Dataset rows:
* * *
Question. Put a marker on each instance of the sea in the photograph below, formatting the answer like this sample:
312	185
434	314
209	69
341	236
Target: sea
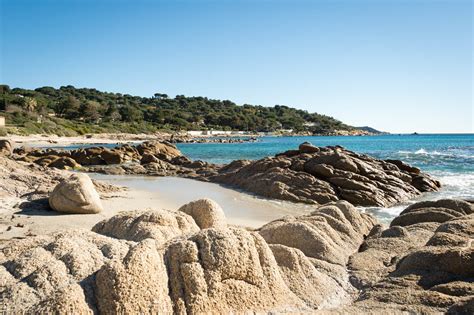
* * *
● Challenge:
Copy the entries above with every "sea" swapped for "ocean" and all else left as it is. Leave out the pictures.

● The result:
Question. Put a marker on each instance of the ocean in the photograph below, formatting the answer like this sample:
312	185
434	314
209	69
341	236
Target: ocean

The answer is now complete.